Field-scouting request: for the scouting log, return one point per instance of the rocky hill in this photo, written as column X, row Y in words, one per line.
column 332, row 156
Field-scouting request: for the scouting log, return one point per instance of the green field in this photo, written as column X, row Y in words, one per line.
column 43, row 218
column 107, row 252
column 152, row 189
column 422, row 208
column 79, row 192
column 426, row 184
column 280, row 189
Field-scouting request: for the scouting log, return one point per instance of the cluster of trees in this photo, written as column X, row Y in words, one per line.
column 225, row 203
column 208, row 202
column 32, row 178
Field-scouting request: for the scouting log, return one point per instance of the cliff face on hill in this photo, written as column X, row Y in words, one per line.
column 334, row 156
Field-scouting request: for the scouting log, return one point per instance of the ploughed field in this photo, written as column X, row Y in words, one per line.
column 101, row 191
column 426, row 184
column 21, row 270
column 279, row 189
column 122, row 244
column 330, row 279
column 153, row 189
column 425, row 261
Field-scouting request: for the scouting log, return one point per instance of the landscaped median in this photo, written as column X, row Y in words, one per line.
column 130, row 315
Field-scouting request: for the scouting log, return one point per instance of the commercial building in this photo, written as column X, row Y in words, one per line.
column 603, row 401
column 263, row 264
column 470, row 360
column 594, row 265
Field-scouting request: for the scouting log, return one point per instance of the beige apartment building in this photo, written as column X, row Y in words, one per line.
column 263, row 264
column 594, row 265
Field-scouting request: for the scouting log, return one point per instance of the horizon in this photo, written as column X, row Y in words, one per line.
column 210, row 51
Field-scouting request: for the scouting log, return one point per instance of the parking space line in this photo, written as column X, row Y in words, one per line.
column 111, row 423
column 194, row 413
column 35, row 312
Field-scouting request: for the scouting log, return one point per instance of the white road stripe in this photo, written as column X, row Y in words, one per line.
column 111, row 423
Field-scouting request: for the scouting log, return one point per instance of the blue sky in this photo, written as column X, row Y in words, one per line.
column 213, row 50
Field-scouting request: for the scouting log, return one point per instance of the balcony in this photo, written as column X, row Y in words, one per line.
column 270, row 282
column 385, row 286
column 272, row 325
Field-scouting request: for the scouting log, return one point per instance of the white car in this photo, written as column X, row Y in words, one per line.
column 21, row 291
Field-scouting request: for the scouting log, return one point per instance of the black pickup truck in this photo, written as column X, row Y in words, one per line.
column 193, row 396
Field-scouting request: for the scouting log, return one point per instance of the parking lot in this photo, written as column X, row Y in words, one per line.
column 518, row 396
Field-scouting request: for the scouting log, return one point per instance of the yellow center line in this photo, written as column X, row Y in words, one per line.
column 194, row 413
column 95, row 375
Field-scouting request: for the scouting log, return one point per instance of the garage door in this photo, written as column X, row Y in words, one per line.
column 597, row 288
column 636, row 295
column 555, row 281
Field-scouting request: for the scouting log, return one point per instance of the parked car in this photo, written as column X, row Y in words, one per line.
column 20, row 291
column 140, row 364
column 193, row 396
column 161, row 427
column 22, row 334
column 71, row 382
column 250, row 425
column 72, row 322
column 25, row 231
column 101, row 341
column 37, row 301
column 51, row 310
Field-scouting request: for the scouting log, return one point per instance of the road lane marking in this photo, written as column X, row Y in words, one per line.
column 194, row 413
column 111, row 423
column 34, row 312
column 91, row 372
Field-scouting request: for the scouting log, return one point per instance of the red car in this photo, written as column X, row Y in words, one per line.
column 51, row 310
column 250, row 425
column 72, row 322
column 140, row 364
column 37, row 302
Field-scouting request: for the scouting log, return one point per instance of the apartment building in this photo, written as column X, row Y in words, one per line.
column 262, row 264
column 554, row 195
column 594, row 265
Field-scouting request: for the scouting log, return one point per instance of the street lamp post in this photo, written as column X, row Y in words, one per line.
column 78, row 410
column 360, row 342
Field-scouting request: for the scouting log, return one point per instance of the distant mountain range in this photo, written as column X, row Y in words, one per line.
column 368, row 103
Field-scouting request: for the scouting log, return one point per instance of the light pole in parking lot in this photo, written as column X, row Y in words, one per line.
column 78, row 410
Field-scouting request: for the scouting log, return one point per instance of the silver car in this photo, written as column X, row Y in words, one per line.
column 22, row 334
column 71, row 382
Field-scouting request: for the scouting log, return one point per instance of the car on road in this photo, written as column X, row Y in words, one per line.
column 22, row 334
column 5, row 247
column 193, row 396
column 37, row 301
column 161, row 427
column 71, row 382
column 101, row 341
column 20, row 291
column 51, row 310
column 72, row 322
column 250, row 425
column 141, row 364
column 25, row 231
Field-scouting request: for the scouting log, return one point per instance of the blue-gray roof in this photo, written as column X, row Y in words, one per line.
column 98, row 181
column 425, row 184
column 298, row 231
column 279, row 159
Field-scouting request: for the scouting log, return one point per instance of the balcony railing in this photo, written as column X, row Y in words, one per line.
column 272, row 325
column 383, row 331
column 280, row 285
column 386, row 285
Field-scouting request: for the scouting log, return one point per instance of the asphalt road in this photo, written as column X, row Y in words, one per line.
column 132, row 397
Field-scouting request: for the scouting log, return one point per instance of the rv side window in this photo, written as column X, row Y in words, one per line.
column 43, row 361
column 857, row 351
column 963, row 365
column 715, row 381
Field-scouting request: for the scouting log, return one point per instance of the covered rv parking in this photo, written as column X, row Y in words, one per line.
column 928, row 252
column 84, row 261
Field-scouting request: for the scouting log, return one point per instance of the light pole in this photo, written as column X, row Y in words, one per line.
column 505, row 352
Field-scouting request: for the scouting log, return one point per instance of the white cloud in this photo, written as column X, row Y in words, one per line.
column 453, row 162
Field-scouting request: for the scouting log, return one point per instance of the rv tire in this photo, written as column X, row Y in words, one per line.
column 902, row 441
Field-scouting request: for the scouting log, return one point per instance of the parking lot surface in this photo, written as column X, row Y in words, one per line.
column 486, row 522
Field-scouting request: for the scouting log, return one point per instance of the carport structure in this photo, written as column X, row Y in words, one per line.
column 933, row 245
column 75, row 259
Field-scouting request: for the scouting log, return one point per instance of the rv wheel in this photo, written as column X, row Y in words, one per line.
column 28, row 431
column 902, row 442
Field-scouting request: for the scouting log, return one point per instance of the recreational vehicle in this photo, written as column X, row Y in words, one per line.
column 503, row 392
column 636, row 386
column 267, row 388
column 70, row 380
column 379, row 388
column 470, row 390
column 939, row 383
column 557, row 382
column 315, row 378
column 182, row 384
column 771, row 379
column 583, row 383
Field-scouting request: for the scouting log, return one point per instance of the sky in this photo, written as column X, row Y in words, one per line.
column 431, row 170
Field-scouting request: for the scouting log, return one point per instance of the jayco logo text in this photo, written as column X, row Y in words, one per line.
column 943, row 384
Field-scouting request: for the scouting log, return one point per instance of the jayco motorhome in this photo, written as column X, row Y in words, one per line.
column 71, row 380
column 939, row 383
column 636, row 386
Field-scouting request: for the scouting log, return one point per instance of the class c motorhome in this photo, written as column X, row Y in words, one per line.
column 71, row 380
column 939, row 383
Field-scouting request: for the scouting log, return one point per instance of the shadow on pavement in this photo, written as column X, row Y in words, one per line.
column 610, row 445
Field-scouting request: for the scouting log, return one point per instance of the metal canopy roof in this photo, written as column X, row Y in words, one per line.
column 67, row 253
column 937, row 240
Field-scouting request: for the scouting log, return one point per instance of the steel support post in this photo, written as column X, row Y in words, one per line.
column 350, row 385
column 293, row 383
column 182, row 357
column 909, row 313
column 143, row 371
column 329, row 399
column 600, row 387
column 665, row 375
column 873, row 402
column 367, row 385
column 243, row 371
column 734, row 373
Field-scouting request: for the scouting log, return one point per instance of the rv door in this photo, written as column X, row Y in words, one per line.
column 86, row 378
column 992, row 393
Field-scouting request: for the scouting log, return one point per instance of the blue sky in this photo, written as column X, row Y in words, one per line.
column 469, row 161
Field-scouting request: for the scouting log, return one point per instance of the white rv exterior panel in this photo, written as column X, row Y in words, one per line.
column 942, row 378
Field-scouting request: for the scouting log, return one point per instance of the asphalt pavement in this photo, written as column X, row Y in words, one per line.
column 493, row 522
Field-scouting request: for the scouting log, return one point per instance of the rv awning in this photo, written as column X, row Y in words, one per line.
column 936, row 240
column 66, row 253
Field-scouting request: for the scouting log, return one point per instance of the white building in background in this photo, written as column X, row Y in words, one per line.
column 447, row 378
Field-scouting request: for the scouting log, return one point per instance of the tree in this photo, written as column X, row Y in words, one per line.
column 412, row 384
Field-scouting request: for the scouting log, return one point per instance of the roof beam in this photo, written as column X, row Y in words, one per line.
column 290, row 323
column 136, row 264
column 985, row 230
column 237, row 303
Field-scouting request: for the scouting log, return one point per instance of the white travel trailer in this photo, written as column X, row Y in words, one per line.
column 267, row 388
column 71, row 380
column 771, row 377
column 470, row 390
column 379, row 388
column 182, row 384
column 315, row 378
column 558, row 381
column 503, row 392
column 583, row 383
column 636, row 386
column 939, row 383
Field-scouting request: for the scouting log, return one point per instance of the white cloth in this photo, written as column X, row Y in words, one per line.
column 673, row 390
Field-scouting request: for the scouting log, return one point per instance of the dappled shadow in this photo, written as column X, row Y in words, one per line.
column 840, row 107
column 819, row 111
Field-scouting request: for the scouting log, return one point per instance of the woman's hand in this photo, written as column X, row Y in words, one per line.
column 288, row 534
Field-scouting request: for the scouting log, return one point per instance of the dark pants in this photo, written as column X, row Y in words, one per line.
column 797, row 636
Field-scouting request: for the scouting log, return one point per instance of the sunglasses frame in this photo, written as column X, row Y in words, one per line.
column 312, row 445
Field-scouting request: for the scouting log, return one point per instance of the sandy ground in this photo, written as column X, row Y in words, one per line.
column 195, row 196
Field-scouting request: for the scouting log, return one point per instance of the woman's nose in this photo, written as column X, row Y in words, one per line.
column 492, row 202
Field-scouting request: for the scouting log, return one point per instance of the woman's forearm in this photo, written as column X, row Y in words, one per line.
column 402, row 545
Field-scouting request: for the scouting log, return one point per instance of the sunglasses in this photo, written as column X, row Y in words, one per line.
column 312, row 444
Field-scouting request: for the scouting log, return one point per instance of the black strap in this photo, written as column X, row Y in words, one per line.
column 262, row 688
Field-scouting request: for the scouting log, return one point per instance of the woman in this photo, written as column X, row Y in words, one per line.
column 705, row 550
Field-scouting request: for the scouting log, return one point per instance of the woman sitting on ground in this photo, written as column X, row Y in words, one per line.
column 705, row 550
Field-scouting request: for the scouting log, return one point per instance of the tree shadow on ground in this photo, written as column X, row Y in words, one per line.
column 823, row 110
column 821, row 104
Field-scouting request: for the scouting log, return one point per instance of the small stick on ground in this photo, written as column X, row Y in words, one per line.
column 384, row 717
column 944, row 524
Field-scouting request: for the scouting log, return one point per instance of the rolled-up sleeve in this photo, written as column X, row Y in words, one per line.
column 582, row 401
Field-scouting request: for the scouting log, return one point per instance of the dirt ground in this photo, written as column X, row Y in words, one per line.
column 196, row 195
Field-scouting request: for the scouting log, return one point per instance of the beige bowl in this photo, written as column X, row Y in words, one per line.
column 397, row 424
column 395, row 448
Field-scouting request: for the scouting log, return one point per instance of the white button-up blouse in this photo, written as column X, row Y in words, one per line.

══════════

Please give the records again from their start up to and including the line with "column 332, row 156", swapping "rocky hill" for "rocky ridge" and leaving everything else unchanged.

Field-scouting request: for the scouting log, return one point per instance of the rocky ridge in this photo, written as column X, row Y in words, one per line.
column 332, row 156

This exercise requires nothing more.